#### What you should do
Transcribe the lines of the records starting with the one that has "Could you identify the house" in it and ending with the last, and transcribe nothing else.

#### Entries
┌──

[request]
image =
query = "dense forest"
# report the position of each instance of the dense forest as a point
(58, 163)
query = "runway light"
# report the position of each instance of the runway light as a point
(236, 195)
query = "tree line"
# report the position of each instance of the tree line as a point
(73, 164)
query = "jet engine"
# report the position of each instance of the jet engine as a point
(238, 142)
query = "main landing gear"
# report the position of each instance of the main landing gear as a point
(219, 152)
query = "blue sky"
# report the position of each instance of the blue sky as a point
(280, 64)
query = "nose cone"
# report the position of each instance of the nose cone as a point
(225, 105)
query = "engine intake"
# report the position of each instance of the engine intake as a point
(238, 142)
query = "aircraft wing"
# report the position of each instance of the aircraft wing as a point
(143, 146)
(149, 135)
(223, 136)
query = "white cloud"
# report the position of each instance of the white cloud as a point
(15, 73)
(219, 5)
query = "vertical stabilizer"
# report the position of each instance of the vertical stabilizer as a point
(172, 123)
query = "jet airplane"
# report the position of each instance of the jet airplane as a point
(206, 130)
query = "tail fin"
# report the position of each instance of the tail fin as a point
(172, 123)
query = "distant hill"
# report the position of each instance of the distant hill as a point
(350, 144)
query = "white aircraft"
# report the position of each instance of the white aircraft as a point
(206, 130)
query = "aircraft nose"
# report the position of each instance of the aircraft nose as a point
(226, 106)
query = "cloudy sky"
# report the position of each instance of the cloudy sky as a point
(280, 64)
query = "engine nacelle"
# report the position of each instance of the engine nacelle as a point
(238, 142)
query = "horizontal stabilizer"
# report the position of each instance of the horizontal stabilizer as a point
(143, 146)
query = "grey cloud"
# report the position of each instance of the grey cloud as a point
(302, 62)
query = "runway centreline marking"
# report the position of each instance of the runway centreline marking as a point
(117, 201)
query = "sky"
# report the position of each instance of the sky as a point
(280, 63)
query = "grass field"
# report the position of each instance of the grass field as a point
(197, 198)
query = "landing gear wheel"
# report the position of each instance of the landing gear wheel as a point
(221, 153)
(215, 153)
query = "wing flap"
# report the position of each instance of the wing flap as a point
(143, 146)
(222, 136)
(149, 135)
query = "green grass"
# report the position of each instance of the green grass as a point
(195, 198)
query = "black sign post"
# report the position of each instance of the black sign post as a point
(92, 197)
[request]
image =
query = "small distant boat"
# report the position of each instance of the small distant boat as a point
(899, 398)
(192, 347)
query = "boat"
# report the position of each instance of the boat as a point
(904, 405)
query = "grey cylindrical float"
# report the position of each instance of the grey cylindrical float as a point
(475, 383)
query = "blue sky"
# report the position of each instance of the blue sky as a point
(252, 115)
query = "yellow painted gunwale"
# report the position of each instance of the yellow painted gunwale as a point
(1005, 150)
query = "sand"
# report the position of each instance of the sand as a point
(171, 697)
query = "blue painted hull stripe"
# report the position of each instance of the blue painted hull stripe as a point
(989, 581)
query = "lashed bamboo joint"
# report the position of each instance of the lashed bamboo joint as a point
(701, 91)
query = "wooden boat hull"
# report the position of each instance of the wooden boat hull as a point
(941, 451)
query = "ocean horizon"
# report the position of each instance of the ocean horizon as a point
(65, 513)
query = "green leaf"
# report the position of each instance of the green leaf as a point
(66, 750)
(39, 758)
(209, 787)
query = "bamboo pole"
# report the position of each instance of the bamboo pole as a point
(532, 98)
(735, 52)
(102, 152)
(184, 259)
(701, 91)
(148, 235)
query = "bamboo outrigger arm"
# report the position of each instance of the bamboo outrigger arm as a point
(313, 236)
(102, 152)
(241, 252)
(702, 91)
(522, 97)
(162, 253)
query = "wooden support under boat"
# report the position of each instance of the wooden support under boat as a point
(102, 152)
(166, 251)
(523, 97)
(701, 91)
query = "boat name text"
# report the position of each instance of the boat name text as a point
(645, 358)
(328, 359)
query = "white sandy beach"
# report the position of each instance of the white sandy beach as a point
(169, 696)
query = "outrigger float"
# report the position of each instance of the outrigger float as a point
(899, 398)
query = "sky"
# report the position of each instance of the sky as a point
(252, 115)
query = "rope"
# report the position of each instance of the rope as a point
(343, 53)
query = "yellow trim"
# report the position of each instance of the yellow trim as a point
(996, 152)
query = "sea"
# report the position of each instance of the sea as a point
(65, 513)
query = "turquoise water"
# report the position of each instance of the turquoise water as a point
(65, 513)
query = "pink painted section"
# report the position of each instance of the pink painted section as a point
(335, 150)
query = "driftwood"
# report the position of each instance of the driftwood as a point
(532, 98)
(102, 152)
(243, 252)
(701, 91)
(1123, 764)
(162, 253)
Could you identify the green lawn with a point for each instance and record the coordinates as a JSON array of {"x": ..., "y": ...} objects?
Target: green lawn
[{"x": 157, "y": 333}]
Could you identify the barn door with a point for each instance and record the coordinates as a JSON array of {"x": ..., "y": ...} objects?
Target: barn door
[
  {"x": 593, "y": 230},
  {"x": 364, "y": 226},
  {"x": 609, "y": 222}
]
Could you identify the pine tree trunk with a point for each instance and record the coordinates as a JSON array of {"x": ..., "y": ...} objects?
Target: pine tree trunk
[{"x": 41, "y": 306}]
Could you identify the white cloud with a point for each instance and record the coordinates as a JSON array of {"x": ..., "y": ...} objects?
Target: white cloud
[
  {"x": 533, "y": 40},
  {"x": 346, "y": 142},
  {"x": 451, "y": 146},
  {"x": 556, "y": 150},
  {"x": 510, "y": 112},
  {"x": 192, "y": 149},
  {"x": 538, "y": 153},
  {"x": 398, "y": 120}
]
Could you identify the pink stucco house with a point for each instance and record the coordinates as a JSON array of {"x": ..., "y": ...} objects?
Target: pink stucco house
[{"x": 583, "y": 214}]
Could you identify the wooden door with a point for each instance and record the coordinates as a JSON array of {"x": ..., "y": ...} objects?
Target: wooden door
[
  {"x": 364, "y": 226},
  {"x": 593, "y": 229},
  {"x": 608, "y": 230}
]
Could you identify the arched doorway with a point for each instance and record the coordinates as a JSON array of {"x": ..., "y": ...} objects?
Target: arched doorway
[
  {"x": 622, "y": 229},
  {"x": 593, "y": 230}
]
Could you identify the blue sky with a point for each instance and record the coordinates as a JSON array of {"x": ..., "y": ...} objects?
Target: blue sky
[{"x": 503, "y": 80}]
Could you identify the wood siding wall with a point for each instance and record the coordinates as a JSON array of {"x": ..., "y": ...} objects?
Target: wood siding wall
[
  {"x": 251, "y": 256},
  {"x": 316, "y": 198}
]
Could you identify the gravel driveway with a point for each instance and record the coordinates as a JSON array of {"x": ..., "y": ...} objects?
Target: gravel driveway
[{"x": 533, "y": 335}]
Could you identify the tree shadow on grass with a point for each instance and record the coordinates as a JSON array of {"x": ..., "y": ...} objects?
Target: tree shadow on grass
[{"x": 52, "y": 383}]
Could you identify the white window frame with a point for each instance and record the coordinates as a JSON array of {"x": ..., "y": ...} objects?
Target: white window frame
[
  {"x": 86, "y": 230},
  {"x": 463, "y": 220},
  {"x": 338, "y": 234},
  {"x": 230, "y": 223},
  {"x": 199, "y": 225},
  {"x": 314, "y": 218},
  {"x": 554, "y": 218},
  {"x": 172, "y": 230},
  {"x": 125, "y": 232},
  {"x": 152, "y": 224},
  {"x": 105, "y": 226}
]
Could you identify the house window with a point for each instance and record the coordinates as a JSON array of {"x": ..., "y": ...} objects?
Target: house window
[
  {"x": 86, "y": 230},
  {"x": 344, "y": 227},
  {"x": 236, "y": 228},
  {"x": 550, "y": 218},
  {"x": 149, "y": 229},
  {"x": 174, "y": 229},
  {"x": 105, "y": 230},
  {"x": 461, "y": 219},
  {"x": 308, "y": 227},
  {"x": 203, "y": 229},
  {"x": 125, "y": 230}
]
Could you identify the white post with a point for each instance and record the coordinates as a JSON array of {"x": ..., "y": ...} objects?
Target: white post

└──

#### Written solution
Could you identify the house window with a point for each instance and record the coordinates as a JSON array of {"x": ..., "y": ...} objects?
Target: house window
[
  {"x": 86, "y": 230},
  {"x": 344, "y": 227},
  {"x": 236, "y": 228},
  {"x": 550, "y": 218},
  {"x": 149, "y": 229},
  {"x": 174, "y": 229},
  {"x": 105, "y": 230},
  {"x": 461, "y": 219},
  {"x": 308, "y": 227},
  {"x": 203, "y": 229},
  {"x": 125, "y": 230}
]
Could you identify the white post with a point for each instance and record the coordinates as a JSON array of {"x": ..., "y": ...} objects?
Target: white post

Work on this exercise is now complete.